The data:
* * *

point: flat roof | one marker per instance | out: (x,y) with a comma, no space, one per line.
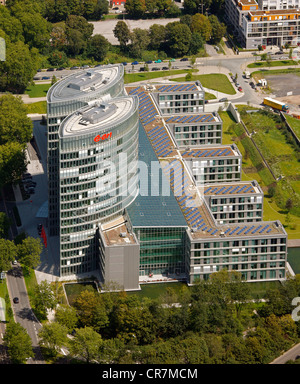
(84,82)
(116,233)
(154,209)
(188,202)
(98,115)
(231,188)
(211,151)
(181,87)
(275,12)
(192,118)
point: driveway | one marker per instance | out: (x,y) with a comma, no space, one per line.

* * *

Do this:
Rewrite the records above, replacing "one marker per instance" with "a marker for every instance" wherever it occurs and leaving everything else unchanged. Omit the pictures from your answer.

Result of the task:
point: flat roof | a marker for every instance | out: (x,y) with a comma, no space, one per line.
(84,82)
(116,233)
(154,209)
(188,202)
(98,115)
(231,188)
(211,151)
(181,87)
(275,12)
(192,118)
point: driveway | a marker for every instance | out: (x,y) with a comma, no space, one per line.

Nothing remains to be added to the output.